===== Quoted passage =====

Insects Loving Our Winters
This could be a good year for some bugs and not so good for humans. Gene Kritsky is dean of Mount Saint Joe's behavioral and natural sciences department and says the lack of snow and consistently cold weather this winter will help some insects. He says that weather pattern, repeated over several years, will have a noticeable effect.
Kritsky calls it a biological winter and says this area hasn't had that kind of season for several years now.
"We're seeing our insects responding appropriately by coming out earlier, and in some cases, in bigger numbers. Things like mosquitoes, for example, they produce several generations a year, so we saw mosquitoes earlier, and if we continue having a wet summer and a typical warm summer we could have very good mosquito populations," Kritsky says.
Warmer winters could also mean a change in what kind of bugs thrive in the region.
"We'll see insects that occur in more southern states in the past moving northward," Kritsky says. "For example, the Southern Scorpion is moving northward from the southeastern United States. It's been reported now in south central Kentucky. And I had a report last year of people finding it in parts of southern Pennsylvania."

===== Supplied data =====

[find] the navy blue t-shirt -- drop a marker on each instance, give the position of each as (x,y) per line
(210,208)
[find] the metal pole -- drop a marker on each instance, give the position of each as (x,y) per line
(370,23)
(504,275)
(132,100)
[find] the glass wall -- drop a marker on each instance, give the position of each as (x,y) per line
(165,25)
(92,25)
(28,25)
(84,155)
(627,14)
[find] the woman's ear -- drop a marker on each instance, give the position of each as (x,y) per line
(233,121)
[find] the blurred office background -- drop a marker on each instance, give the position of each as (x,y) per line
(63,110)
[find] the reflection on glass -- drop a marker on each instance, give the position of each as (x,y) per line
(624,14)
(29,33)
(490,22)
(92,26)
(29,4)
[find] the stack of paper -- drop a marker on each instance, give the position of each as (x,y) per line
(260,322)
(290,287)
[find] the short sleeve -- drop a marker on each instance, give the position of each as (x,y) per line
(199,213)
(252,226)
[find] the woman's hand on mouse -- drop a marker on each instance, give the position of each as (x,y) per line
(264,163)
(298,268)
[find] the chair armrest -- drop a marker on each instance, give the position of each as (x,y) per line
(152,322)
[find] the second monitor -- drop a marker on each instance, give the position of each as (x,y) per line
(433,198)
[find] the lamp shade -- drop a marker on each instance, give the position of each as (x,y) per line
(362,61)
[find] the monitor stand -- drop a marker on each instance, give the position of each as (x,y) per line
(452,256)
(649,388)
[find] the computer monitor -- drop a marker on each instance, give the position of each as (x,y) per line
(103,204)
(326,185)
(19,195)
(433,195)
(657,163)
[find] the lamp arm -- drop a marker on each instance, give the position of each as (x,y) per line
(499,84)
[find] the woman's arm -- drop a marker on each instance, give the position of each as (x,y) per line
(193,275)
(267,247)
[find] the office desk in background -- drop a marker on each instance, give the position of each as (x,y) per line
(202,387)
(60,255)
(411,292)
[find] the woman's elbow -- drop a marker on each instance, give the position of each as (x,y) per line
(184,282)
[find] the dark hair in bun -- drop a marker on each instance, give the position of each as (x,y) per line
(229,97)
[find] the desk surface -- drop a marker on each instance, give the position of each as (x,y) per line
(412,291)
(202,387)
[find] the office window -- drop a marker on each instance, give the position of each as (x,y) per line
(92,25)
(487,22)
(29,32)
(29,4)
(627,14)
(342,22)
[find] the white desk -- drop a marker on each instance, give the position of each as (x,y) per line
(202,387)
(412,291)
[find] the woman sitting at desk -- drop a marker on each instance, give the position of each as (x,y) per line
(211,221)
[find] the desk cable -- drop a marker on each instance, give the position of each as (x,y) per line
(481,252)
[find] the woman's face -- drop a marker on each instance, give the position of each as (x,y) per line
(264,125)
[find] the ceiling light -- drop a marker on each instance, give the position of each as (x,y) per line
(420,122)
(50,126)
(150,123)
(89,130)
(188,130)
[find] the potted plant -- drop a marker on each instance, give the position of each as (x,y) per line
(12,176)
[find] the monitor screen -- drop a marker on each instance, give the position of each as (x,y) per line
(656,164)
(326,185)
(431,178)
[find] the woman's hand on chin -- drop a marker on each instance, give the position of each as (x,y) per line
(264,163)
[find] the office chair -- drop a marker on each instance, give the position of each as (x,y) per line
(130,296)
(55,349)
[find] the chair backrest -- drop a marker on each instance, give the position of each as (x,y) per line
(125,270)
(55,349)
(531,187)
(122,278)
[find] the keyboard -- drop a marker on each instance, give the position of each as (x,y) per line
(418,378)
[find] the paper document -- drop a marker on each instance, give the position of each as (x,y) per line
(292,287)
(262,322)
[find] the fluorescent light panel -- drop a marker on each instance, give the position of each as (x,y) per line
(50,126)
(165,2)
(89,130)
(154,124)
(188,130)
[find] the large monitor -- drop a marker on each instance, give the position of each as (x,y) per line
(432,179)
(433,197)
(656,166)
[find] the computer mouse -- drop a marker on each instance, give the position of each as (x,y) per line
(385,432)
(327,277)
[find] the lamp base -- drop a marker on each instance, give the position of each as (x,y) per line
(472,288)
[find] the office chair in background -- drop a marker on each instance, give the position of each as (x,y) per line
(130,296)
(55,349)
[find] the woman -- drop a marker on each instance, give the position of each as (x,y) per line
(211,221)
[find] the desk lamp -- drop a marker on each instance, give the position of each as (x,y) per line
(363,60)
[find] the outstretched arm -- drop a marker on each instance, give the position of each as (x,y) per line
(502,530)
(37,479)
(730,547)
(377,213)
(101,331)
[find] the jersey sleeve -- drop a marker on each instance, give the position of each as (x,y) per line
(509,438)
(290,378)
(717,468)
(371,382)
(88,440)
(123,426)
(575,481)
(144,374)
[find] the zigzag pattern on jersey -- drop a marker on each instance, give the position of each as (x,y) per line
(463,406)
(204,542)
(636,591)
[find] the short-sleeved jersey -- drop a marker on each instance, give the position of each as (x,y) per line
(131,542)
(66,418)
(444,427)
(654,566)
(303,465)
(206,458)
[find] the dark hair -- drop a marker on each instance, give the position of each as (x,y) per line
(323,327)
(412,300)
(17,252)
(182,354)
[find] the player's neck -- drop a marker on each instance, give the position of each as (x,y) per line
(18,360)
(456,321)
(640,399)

=====

### What you need to do:
**1)** Translate this sentence from the winter insects article into Spanish: "Warmer winters could also mean a change in what kind of bugs thrive in the region."
**2)** Answer these from the winter insects article:
(a) Gene Kritsky is dean of which department?
(b) What does Kritsky call this kind of season?
(c) In what part of Kentucky has the Southern Scorpion been reported?
**3)** From the winter insects article, list every named geographic area that Kritsky links to the Southern Scorpion.

### Outputs for the tasks:
**1)** Los inviernos más cálidos también podrían significar un cambio en el tipo de insectos que prosperan en la región.

**2)**
(a) Mount Saint Joe's behavioral and natural sciences department
(b) A biological winter
(c) South central Kentucky

**3)**
- The southeastern United States
- South central Kentucky
- Parts of southern Pennsylvania